• [Problem statement]
Where a line has odd spacing or punctuation, keep it; transcribe all the entries exactly.

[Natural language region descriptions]
------------------------------------------------------------
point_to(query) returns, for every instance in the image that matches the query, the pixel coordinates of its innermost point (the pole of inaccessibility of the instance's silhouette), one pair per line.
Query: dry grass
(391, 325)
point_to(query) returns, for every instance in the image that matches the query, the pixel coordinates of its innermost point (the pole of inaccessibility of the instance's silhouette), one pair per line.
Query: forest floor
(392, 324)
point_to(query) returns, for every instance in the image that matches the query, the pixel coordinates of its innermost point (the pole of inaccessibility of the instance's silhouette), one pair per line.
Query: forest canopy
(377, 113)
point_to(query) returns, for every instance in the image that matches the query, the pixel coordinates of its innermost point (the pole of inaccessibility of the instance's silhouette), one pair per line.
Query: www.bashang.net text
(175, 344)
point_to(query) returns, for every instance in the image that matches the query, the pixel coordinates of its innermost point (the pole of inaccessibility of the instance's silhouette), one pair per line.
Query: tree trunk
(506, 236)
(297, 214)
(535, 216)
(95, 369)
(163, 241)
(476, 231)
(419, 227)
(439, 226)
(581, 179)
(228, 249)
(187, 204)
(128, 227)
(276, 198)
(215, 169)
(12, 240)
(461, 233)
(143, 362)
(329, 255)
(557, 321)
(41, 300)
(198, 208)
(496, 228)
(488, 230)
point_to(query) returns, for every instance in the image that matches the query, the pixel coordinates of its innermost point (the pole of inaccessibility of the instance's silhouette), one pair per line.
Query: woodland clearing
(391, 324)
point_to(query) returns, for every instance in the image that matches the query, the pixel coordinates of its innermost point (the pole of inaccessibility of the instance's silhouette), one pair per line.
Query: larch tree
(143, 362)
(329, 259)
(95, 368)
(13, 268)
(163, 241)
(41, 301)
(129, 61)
------------------------------------------------------------
• [Expected output]
point_to(query) returns, for every instance in the image that matches the query, the pixel coordinates of its innermost point (the pole of inaccessibility of the instance's silhouette), one pair per line.
Query: dry grass
(391, 325)
point_to(query) returns, for every instance in the image that matches the query, the pixel coordinates of its innermost point (the pole of inaccessibility of the instance's silhouette), one pair per line.
Query: forest floor
(392, 324)
point_to(query) returns, for every instance in the image that matches the query, the pixel coordinates of its innermost point (the pole of inaccessibility of the instance's silhouette), one pair per line.
Query: forest canopy
(377, 113)
point_to(query) returns, for every instance in the image that matches the query, the pixel coordinates of its innermost point (the pole of inaccessibility of the instance's silhouette), one pair per line.
Query: www.bashang.net text
(175, 344)
point_to(query) returns, for every instance in the image that matches the query, the pixel coordinates of its innermost point (the pole of inaccessibility of the instance's silhouette), one pair per line.
Query: tree trunk
(506, 236)
(297, 214)
(535, 216)
(95, 369)
(163, 241)
(476, 231)
(419, 227)
(439, 226)
(581, 179)
(228, 249)
(187, 204)
(128, 227)
(276, 198)
(215, 169)
(12, 240)
(461, 233)
(143, 362)
(329, 255)
(557, 321)
(41, 300)
(198, 208)
(496, 228)
(488, 230)
point_to(query) returns, for every instance in the image that matches the query, the pixel coordinates of its innermost point (the pole of inaccessibility of the instance's silhouette), one pair per line.
Query: woodland clearing
(391, 324)
point_to(query) returns, for every instance in the image that matches the query, the pixel coordinates of its innermost point (the pole of inaccessibility of the instance's silhouette), one pair per line.
Query: larch tree
(143, 362)
(329, 259)
(95, 368)
(13, 268)
(163, 241)
(41, 301)
(129, 61)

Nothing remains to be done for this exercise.